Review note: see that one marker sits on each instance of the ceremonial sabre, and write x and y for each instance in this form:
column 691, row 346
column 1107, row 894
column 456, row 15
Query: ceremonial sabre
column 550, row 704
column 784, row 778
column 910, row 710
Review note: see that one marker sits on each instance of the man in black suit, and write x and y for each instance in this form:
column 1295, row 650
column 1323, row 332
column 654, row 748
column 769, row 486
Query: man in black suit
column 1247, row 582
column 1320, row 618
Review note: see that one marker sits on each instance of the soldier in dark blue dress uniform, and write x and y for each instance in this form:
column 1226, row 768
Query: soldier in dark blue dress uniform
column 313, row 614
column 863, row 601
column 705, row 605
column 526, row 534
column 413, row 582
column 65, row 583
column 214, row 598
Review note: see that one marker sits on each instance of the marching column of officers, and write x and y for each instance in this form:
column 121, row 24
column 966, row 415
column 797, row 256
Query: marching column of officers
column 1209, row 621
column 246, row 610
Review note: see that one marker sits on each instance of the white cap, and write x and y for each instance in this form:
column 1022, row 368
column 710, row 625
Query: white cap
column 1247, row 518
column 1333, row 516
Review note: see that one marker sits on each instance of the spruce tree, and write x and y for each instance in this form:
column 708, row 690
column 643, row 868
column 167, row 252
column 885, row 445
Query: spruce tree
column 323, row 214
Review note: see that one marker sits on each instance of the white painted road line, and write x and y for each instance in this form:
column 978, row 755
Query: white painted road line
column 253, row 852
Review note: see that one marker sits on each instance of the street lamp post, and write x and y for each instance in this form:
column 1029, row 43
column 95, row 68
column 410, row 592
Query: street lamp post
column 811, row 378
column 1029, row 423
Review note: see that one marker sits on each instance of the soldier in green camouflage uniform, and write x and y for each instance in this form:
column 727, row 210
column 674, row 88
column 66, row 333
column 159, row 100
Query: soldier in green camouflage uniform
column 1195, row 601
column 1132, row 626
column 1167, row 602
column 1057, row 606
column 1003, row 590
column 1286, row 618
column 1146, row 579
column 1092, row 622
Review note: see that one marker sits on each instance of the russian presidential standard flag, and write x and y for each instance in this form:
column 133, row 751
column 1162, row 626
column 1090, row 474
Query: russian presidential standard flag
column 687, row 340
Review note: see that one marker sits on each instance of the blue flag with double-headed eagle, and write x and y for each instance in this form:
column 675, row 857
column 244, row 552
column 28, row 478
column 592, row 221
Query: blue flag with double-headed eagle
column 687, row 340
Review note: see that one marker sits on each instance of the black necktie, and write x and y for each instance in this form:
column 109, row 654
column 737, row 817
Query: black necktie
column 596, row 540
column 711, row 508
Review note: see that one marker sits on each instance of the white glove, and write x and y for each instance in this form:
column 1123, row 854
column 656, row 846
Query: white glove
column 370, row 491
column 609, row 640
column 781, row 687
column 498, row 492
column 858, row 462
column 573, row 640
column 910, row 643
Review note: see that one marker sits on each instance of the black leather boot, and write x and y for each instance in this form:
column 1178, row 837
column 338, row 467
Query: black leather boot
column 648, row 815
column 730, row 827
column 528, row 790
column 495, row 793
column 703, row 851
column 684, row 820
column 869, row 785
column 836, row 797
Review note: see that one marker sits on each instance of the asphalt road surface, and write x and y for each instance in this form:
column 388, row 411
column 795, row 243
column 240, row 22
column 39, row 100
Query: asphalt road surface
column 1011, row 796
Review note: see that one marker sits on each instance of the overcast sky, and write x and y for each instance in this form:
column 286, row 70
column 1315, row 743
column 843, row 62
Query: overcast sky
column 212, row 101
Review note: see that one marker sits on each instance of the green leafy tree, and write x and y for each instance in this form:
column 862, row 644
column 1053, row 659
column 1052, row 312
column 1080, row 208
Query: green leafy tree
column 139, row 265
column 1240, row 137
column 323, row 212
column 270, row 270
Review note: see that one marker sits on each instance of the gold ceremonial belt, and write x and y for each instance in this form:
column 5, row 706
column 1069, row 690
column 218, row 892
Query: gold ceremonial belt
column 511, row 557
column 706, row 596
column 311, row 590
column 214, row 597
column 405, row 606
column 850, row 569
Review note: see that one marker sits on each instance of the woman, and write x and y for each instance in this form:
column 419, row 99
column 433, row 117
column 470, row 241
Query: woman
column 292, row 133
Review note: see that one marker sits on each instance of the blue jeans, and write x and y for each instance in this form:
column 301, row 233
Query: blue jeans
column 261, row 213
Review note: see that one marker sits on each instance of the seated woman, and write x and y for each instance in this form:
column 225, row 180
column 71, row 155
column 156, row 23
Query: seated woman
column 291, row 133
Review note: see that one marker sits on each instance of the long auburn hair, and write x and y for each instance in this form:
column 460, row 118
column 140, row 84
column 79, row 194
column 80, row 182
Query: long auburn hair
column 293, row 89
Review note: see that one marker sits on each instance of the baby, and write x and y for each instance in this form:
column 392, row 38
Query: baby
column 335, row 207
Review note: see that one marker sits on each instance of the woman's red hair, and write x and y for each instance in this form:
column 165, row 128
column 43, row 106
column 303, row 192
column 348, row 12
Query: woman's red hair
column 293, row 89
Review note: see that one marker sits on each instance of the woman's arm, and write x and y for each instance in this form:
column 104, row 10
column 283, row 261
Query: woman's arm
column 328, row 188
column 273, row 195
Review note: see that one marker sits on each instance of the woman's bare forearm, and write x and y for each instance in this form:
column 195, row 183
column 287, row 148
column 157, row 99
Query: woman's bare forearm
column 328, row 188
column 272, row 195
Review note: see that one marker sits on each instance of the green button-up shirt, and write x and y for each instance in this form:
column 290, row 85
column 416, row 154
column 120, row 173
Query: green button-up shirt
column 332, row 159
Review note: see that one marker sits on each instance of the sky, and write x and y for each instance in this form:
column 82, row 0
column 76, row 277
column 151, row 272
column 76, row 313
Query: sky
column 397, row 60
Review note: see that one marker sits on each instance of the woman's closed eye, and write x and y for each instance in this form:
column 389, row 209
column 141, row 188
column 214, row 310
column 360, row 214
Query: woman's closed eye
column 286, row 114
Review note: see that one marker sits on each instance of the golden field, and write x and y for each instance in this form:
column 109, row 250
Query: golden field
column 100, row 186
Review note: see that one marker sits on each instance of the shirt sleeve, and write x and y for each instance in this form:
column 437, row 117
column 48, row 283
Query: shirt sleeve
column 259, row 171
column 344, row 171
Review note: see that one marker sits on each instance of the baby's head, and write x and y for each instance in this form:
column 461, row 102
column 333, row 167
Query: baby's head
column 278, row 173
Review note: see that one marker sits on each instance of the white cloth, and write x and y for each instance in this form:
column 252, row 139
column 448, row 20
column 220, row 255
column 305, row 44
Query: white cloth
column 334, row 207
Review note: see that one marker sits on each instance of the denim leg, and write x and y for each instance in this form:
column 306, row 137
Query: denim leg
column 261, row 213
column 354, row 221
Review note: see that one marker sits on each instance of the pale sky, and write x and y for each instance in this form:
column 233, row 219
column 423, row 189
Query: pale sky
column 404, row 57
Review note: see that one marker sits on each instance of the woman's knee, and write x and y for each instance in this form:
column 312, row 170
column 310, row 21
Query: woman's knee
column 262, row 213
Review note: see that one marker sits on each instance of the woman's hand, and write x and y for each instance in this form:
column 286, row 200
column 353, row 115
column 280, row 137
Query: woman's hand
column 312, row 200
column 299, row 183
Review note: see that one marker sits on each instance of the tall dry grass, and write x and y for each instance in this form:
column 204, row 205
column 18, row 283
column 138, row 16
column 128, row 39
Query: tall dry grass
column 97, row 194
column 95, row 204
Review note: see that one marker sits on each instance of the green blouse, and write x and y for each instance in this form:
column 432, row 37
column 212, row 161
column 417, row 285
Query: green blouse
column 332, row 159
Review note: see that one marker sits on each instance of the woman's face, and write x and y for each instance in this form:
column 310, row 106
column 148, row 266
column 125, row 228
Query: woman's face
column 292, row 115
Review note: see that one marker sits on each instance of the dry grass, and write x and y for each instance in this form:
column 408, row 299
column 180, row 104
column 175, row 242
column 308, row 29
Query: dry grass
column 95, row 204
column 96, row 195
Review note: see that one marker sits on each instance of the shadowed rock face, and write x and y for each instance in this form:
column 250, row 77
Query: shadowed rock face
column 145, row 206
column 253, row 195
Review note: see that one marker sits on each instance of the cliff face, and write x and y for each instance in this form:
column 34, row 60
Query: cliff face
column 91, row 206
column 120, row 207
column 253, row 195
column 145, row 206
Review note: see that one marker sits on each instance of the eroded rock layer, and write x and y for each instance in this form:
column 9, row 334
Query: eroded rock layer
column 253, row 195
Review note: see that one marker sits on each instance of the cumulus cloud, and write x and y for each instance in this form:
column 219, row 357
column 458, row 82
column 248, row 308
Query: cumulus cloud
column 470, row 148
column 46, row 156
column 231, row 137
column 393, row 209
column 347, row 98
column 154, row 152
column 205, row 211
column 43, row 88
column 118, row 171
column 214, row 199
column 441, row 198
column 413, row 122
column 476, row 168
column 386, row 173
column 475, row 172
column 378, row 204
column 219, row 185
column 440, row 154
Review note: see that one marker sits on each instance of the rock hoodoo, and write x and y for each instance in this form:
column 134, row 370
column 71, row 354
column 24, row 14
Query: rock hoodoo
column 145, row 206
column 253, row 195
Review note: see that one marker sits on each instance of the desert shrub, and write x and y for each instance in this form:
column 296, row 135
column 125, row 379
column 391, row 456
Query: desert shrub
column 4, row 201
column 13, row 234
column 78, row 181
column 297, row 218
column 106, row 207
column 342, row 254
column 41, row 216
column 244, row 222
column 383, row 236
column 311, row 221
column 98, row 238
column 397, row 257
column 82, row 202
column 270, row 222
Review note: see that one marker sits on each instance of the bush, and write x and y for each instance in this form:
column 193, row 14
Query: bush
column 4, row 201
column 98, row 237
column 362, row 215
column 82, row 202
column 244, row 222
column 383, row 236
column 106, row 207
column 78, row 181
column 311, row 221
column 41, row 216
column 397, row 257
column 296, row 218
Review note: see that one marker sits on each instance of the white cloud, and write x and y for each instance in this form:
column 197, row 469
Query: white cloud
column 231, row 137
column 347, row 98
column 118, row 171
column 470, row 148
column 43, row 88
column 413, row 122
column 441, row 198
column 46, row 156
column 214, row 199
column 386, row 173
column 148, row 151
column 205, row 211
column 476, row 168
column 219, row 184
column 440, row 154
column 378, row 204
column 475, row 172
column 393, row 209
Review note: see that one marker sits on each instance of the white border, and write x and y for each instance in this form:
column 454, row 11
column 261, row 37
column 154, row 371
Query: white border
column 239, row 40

WHAT IS BEING ASKED.
Return exactly the lines above from the line that has "woman's arm, and" through the line that has "the woman's bare", inclusive, and nothing else.

RESULT.
Review note: see that one marker sits on each instance of the woman's arm, and write x and y for each instance in this form:
column 104, row 10
column 283, row 261
Query: woman's arm
column 328, row 188
column 273, row 195
Review note: see that one marker sits on each instance of the woman's bare forearm, and write x and y for each instance in this form:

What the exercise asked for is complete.